WRITTEN TASK: Return, unchanged, the lines of the items below, from the line that contains "leaf with a single marker." through the end of the items, and nothing else.

Items listed in a dataset:
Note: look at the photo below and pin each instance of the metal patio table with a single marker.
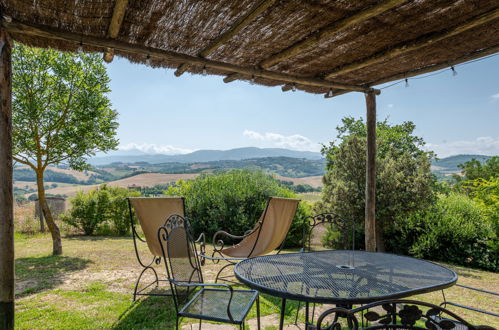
(341, 277)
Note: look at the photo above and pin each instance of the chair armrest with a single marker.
(202, 248)
(219, 244)
(227, 286)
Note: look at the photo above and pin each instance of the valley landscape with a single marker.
(135, 170)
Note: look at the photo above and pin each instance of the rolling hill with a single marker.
(206, 156)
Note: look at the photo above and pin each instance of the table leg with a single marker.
(306, 315)
(283, 308)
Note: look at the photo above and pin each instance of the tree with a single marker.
(61, 114)
(403, 180)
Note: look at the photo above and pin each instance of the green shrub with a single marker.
(233, 201)
(454, 230)
(104, 210)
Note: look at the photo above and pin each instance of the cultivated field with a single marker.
(141, 180)
(314, 181)
(145, 180)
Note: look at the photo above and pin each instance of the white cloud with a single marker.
(485, 145)
(294, 142)
(152, 148)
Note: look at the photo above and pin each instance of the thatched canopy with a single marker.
(313, 45)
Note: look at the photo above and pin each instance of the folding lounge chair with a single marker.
(267, 235)
(152, 213)
(192, 297)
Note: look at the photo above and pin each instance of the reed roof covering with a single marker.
(315, 45)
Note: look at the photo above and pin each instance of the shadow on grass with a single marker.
(148, 313)
(36, 274)
(97, 238)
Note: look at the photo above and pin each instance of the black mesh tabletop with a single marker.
(342, 277)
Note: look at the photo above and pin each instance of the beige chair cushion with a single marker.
(277, 219)
(152, 213)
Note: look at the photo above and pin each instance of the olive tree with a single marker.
(403, 179)
(60, 114)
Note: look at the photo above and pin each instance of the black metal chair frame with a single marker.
(219, 244)
(145, 265)
(308, 227)
(173, 222)
(474, 309)
(433, 316)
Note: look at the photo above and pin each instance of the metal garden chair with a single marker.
(267, 235)
(192, 297)
(309, 241)
(394, 314)
(151, 212)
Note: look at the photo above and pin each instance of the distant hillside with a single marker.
(449, 164)
(206, 156)
(285, 166)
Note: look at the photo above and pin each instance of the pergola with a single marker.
(328, 47)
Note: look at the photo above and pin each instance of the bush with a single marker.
(106, 206)
(233, 201)
(454, 230)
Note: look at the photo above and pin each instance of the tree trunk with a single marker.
(370, 215)
(6, 198)
(44, 208)
(380, 244)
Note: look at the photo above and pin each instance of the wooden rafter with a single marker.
(439, 66)
(115, 25)
(232, 77)
(99, 42)
(288, 87)
(415, 44)
(240, 24)
(328, 31)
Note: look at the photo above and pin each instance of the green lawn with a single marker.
(90, 287)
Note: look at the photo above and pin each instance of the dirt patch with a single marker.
(314, 181)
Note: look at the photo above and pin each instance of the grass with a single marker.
(90, 287)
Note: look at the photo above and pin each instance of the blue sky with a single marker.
(162, 113)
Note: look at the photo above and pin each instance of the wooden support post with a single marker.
(370, 219)
(6, 197)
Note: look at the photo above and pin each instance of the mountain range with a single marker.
(203, 156)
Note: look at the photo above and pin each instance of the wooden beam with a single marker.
(51, 33)
(181, 69)
(6, 194)
(415, 44)
(232, 77)
(240, 24)
(115, 25)
(288, 87)
(370, 208)
(328, 31)
(439, 66)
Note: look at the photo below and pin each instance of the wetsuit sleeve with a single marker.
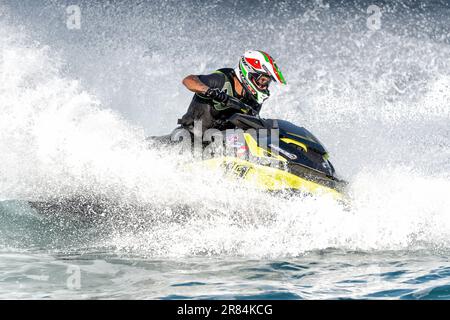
(213, 80)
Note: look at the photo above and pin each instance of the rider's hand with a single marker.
(217, 95)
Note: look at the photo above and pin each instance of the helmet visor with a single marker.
(261, 80)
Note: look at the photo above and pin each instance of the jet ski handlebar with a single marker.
(236, 104)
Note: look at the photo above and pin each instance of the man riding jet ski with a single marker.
(275, 155)
(249, 83)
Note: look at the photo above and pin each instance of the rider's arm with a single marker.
(193, 83)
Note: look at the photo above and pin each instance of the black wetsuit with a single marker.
(213, 113)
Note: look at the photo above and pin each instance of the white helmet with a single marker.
(252, 67)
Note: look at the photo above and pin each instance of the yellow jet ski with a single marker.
(271, 154)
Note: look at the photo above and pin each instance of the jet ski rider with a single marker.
(249, 83)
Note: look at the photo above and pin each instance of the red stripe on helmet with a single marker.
(272, 64)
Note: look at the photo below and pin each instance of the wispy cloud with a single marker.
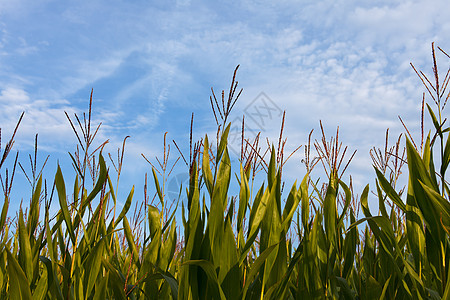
(151, 65)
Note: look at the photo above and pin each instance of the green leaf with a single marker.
(206, 170)
(446, 157)
(61, 188)
(100, 290)
(330, 211)
(19, 288)
(92, 266)
(126, 206)
(25, 256)
(223, 143)
(255, 269)
(130, 240)
(434, 119)
(389, 190)
(208, 267)
(4, 213)
(34, 208)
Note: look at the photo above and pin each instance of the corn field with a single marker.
(322, 241)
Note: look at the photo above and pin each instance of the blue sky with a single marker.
(152, 63)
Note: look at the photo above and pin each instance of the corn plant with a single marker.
(236, 246)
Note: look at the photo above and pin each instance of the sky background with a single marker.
(152, 64)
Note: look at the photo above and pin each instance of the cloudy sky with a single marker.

OUTPUT FOR THIS TASK:
Note: look at the photo above and pin each instance of the green leaf with a single marker.
(206, 170)
(446, 157)
(61, 188)
(100, 290)
(330, 211)
(19, 288)
(92, 266)
(126, 206)
(25, 256)
(223, 143)
(255, 269)
(130, 240)
(434, 119)
(389, 190)
(208, 267)
(4, 213)
(34, 208)
Note: look at the photo above and pin each instance of the corn field with a single marker.
(322, 241)
Note: look at the photo above and pin each instance of the blue sky with a single marker.
(152, 63)
Note: look at the photo above and pin each instance of the corn plant with a single marker.
(236, 246)
Note: look at the photo above and pin each instance of the sky background with a single marker.
(152, 64)
Note: look at the photo above and pin each instance of the cloudy sky with a single marker.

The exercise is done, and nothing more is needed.